* Aufgabe A
Erkläre anhand des Textes zur Lohnpfändung in ein bis drei Sätzen, warum es sinnvoll sein kann, die Lohnabrechnungen herauszuverlangen.
* Aufgabe B
Welcher pfändbare Betrag hätte sich laut dem Text zur Lohnpfändung von Juli 2023 bis Juni 2024 bei keiner unterhaltsberechtigten Person ergeben?
* Aufgabe C
Setze den Text zur Lohnpfändung nach seinem letzten Satz fort.

* Textauszug
________________________________________
Hieraus folgt, dass bei einem durchgängigen Nettoeinkommen von 1.838 EUR sich
▪ |
von April 2023 bis Juni 2023 bei keiner unterhaltsberechtigten Person ein pfändbarer Betrag von 349,89 EUR statt bei einer berücksichtigten gesetzlich unterhaltsberechtigten Person von 0 EUR ergeben hätte, was zu einer monatlichen Differenz zulasten des Gläubigers von 349,89 EUR geführt haben müsste; |
▪ |
von Juli 2023 bis Juni 2024 bei keiner unterhaltsberechtigten Person ein pfändbarer Betrag von 299,40 EUR statt bei einer berücksichtigten gesetzlich unterhaltsberechtigten Person von 0 EUR ergeben hätte, was zu einer monatlichen Differenz zulasten des Gläubigers von 299,40 EUR geführt haben müsste; |
▪ |
seit Juli 2024 bis November 2024 bei keiner unterhaltsberechtigten Person ein pfändbarer Betrag von 236,78 EUR statt bei einer berücksichtigten gesetzlich unterhaltsberechtigten Person von 0 EUR ergeben hätte, was zu einer monatlichen Differenz zulasten des Gläubigers von 236,78 EUR geführt haben müsste. |
Hinweis
Bei richtiger Angabe des Nettoeinkommens hätte der Drittschuldner eigentlich über den gesamten Zeitraum überhaupt keine pfändbaren Beträge abführen dürfen. Da gleichwohl "geringe Beträge" gezahlt wurden, muss der Drittschuldner auch unzutreffend gerechnet haben. Es kann deshalb sinnvoll sein, die Lohnabrechnungen für diesen Zeitraum herauszuverlangen (BGH v. 19.12.2012 – VII ZB 50/11, FoVo 2013, 56) und noch einmal genau nachzurechnen. Es wäre im Übrigen auch ungewöhnlich, wenn sich in diesem Zeitraum nicht auch der Nettolohn verändert hätte.
________________________________________
* Datensätze zum Zeigen
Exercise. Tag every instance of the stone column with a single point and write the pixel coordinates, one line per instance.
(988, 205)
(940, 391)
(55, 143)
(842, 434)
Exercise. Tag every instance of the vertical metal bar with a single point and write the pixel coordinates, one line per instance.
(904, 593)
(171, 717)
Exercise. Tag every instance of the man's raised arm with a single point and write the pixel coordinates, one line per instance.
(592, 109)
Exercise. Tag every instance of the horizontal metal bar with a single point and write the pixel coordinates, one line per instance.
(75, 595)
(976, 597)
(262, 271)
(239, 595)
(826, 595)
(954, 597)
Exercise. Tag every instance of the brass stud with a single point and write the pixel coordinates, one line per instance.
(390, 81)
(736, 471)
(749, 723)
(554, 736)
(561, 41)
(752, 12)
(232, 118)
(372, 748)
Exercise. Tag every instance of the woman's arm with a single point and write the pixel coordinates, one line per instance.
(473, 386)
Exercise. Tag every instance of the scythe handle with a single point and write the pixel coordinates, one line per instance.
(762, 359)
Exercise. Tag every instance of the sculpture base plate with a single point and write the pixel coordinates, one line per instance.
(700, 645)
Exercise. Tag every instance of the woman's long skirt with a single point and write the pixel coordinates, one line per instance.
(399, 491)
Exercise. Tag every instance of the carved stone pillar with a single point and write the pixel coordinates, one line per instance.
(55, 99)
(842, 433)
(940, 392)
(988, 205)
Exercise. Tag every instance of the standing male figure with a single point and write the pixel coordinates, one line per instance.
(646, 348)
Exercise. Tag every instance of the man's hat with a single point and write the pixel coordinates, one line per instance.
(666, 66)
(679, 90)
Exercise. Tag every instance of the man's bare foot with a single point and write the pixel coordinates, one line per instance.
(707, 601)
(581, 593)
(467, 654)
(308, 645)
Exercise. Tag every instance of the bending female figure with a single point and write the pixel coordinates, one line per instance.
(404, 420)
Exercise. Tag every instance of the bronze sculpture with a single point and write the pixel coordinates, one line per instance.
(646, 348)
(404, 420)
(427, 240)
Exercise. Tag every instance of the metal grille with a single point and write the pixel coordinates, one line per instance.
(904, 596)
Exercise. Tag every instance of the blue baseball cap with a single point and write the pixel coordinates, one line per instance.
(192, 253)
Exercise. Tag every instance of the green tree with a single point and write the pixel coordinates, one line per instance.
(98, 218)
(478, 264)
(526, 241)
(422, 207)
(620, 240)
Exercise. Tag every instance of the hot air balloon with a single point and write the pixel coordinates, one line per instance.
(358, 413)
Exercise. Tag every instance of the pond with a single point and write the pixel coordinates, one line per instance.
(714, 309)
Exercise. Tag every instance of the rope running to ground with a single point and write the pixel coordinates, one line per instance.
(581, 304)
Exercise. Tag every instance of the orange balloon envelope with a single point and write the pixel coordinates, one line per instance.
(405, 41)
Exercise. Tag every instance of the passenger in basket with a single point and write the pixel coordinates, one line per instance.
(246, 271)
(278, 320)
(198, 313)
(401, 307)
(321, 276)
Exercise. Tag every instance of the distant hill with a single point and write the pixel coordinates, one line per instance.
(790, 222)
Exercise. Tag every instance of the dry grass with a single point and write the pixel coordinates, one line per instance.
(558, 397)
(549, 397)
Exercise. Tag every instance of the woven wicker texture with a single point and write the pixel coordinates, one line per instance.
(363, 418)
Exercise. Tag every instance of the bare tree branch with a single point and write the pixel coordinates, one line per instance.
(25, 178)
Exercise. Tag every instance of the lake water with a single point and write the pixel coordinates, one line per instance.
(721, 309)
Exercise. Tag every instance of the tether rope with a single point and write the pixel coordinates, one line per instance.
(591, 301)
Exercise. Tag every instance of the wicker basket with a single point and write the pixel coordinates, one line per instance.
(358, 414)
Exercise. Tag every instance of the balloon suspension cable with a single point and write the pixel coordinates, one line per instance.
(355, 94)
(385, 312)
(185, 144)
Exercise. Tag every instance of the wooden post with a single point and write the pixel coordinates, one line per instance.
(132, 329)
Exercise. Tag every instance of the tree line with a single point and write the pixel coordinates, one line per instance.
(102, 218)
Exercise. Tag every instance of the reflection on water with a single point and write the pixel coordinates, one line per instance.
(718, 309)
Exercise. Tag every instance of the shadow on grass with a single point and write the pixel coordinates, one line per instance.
________________________________________
* Antwort A
Bei richtiger Angabe des Nettoeinkommens hätte der Drittschuldner im ganzen Zeitraum gar keine pfändbaren Beträge abführen dürfen. Weil trotzdem „geringe Beträge“ gezahlt wurden, muss er auch falsch gerechnet haben. Mit den Lohnabrechnungen lässt sich das noch einmal genau nachrechnen.

* Antwort B
299,40 EUR.

* Antwort C
Die Berechnung des unpfändbaren und des pfändbaren Arbeitseinkommens
Welche Einkünfte unter das Arbeitseinkommen fallen, ergibt sich aus § 850 ZPO. Danach hat dann der Arbeitgeber als Drittschuldner nach Maßgabe des § 850e Nr. 1 ZPO das Nettoeinkommen des Schuldners als Grundlage der Bestimmung des Pfändungsfreibetrags nach § 850c ZPO zu ermitteln (Riedel, in: BeckOK-ZPO, 54. Ed., 1.9.2024, § 850e Rn 1). Es obliegt also weder dem Gläubiger noch – auf der Grundlage eines Blankettbeschlusses – dem Gericht, den Pfändungsfreibetrag zu bestimmen. Der Berechnung ist dabei die Nettolohnmethode zugrunde zu legen (BAG v. 17.4.2013 – 10 AZR 59/12), die fiktive Berechnungen notwendig machen kann (hierzu Riedel, in: BeckOK-ZPO, 54. Ed., 1.9.2024, § 850e Rn 7a).
Was kann der Arbeitgeber berücksichtigen: Steuerklasse
Der Arbeitgeber kann zunächst allerdings nur einmal die Merkmale für die Berechnung des Nettolohns berücksichtigen, die ihm seitens der Finanzverwaltung zur Verfügung gestellt werden. Insoweit haben weder die Schuldnerin noch die Finanzverwaltung oder der Drittschuldner fehlerhaft gehandelt.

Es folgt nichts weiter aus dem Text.